"""
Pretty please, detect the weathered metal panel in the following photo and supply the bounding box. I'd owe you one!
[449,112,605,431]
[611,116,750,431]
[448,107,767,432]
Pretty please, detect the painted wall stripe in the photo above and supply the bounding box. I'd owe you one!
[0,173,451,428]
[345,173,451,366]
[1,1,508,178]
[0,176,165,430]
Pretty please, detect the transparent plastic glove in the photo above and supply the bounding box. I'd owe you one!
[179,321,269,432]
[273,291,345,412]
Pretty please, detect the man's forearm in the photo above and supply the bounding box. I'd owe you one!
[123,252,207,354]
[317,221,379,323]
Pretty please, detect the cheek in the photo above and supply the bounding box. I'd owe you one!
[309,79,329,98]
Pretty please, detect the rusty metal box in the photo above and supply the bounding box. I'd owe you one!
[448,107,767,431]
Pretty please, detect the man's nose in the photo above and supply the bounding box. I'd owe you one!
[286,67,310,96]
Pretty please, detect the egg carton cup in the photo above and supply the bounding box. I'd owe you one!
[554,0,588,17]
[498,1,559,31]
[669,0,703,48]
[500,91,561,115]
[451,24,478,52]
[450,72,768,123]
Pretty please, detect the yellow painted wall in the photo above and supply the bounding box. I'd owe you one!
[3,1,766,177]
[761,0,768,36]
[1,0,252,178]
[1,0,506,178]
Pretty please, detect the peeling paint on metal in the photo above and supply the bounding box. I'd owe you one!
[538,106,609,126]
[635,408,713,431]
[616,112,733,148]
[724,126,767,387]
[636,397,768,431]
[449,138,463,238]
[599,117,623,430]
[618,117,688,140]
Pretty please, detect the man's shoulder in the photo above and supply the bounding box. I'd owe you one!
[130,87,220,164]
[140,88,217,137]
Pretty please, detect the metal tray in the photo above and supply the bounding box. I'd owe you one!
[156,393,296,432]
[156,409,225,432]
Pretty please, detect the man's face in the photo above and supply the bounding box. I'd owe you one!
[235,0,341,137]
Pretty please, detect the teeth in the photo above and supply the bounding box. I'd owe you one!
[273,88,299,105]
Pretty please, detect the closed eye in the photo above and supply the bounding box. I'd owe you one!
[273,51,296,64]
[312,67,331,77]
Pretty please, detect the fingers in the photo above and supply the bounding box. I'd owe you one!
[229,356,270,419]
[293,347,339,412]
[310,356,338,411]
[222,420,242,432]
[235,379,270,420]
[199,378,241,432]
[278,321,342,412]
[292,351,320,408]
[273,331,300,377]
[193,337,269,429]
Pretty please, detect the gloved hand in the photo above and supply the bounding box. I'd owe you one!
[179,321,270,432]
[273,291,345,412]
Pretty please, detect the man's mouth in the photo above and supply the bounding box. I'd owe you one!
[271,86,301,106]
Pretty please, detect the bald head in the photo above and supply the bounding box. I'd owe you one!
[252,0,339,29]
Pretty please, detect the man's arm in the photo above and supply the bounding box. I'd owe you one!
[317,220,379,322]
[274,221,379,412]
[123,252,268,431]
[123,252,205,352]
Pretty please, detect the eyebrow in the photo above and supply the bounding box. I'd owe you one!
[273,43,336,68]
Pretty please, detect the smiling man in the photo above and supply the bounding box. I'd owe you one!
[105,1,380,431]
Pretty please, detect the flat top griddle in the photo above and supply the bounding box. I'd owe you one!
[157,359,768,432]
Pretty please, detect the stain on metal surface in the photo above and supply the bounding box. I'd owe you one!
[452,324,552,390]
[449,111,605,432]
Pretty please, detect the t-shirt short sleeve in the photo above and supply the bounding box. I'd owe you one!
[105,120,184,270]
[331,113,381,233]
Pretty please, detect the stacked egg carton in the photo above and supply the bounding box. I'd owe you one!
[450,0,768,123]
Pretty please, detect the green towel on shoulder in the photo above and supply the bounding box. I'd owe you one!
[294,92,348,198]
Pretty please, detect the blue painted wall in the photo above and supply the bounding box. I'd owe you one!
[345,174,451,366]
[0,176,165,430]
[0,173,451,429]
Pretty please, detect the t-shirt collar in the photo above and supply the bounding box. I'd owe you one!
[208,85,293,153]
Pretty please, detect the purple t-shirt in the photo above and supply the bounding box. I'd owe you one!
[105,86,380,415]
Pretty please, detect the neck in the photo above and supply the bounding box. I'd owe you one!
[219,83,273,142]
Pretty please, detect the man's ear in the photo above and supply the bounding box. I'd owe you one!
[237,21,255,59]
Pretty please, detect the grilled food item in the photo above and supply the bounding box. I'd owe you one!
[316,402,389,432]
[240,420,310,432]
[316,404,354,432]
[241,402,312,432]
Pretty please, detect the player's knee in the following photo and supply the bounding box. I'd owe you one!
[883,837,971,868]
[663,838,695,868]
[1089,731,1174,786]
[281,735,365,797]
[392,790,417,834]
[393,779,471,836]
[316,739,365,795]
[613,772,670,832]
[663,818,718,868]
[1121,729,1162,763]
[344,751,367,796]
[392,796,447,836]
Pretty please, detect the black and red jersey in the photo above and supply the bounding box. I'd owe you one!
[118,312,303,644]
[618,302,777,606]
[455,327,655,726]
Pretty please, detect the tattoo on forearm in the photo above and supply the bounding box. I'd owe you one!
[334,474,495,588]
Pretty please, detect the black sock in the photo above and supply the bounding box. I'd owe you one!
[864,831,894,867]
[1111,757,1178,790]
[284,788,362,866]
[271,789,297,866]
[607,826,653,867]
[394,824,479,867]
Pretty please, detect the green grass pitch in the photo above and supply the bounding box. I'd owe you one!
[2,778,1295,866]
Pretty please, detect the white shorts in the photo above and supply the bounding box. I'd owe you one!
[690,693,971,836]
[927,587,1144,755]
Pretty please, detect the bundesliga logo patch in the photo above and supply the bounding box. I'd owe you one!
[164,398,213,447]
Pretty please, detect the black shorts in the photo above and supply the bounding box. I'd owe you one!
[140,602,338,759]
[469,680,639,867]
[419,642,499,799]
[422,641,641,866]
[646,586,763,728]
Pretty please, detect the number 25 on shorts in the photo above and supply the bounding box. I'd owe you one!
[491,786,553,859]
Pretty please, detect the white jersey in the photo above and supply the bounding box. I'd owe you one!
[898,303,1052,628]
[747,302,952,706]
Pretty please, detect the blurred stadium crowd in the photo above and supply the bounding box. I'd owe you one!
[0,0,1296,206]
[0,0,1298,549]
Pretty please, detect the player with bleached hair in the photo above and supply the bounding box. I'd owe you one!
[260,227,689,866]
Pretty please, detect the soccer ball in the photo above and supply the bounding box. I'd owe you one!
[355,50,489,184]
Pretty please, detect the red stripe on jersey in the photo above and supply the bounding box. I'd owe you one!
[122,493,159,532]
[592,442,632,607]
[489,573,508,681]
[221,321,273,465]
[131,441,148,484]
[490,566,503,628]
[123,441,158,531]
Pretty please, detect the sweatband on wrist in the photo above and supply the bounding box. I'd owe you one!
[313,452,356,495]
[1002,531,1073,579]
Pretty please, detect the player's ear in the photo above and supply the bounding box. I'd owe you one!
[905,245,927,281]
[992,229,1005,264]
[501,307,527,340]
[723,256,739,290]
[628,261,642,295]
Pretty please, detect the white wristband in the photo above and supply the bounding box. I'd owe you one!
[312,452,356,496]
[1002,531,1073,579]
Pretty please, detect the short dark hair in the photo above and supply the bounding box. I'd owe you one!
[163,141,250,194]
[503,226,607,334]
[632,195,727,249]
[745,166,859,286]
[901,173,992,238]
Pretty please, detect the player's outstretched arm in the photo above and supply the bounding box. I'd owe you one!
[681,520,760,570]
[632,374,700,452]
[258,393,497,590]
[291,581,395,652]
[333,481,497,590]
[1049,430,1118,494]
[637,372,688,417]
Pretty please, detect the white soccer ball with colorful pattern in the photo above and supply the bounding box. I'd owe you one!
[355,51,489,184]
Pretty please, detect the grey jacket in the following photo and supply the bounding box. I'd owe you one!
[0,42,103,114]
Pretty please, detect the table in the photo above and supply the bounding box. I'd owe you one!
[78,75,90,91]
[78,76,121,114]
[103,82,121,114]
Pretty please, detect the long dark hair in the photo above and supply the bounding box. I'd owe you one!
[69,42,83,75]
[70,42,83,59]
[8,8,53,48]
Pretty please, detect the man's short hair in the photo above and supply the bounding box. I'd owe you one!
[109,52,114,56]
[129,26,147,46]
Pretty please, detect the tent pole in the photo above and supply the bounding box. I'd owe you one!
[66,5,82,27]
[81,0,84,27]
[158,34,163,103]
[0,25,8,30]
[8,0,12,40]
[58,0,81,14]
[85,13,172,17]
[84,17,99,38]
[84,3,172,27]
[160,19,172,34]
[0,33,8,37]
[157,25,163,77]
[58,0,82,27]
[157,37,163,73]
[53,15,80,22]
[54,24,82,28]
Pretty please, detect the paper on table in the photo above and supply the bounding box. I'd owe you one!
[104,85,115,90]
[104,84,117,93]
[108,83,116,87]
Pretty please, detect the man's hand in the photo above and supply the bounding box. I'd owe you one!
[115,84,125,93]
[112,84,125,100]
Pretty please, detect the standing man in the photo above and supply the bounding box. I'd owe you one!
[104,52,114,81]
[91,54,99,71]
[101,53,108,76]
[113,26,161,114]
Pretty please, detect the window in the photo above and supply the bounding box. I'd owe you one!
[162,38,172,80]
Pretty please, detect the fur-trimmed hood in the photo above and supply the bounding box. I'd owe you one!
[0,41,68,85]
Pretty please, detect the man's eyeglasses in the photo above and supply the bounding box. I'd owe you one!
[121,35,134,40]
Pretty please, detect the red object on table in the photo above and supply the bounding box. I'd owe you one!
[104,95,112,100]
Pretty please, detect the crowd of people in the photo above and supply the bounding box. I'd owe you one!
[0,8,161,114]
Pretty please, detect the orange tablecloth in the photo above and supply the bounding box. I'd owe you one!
"""
**What needs to be done:** Give back the line containing "Pretty please, detect the man's eyeglasses" and all the lines after it through the end of the records, unchanged.

**Written response:**
Pretty please, detect the man's eyeglasses in the photo above and supply the bounding box. I'd owe you one!
[121,35,134,40]
Pretty please, detect the red object on table in the photo above and supply the bounding box. I'd owe you one!
[104,95,112,100]
Pretty please, detect the crowd of people in the photo above and supply the bounding box. I'd owe you one!
[0,8,161,114]
Pretty please, detect the orange tablecloth in the photo above and supply the bounding box. I'd owe you one!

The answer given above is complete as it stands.